▶ _Extrato da página_:

.....

O Efeito dos Raios Palin nos Joaquins do Campo
No Portugal Contemporâneo alguém chamado Joaquim resolveu defender o ensino do criacionismo a par com o evolucionismo. Depois de debitar uma série abissal de dislates, este Joaquim iluminado pelos raios Palin sugere que a necessidade de equiparação curricular de mitologia e ciência tem também a ver com o «horror da esquerda ao ensino do criacionismo» porque «este transmite valores, deveres e responsabilidades». Pensava eu na minha inocência que o ensino de ciência deve ser neutro, factual e transmitir aos alunos modelos naturais de explicação de fenómenos também naturais. Aparentemente ando enganada há uns anos largos porque nas minhas aulas devia não preencher um vazio de conhecimento científico mas sim estetoutro anímico.
Há muito que constato que a maioria dos fundamentalistas religiosos é imune à racionalidade mas devo confessar que nunca ouvi um argumento tão absurdo em defesa das fantasias criacionistas. Não sei se a seguir ouviremos a defesa do geocentrismo não só por a imensidão do Cosmos e a insignificância da Terra nos deixar «um vazio fenomenal» mas também por a cosmofísica ser «ciência de esquerda».

.....

▶ _Conteúdo dos dados_:
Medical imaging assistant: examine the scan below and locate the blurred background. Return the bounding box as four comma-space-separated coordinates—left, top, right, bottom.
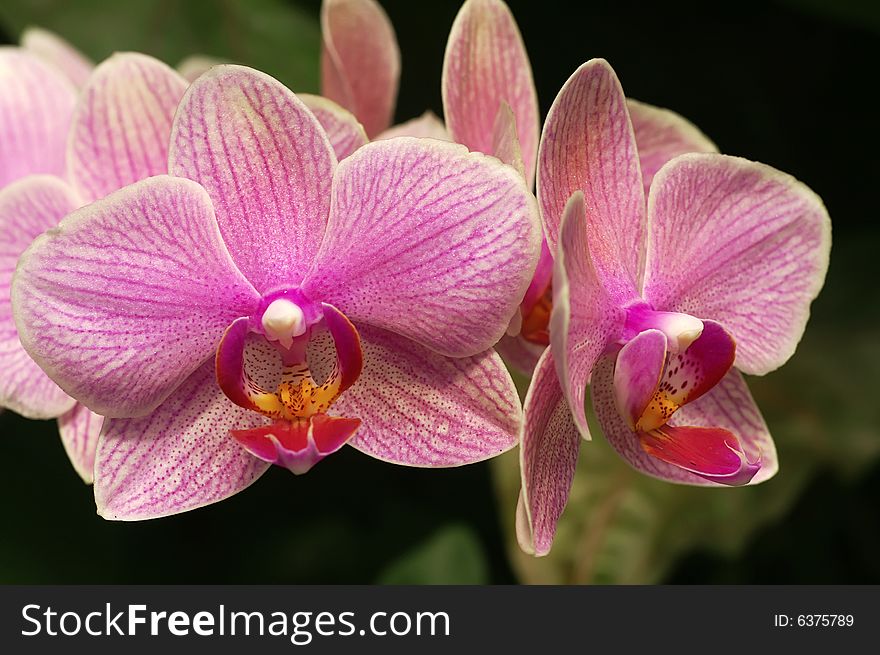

.....

▶ _Partes do exercício_:
1. Repita sem alterações o trecho do texto sobre o ensino do criacionismo que começa nas palavras que contêm "O Efeito dos" e termina em "sim estetoutro anímico.".
2. Liste todas as expressões que o texto sobre o ensino do criacionismo coloca entre aspas angulares (« »).
O material não tem relação com o texto sobre o ensino do criacionismo.

▶ _Respostas às tarefas_:
1.
O Efeito dos Raios Palin nos Joaquins do Campo
No Portugal Contemporâneo alguém chamado Joaquim resolveu defender o ensino do criacionismo a par com o evolucionismo. Depois de debitar uma série abissal de dislates, este Joaquim iluminado pelos raios Palin sugere que a necessidade de equiparação curricular de mitologia e ciência tem também a ver com o «horror da esquerda ao ensino do criacionismo» porque «este transmite valores, deveres e responsabilidades». Pensava eu na minha inocência que o ensino de ciência deve ser neutro, factual e transmitir aos alunos modelos naturais de explicação de fenómenos também naturais. Aparentemente ando enganada há uns anos largos porque nas minhas aulas devia não preencher um vazio de conhecimento científico mas sim estetoutro anímico.

2.
- horror da esquerda ao ensino do criacionismo
- este transmite valores, deveres e responsabilidades
- um vazio fenomenal
- ciência de esquerda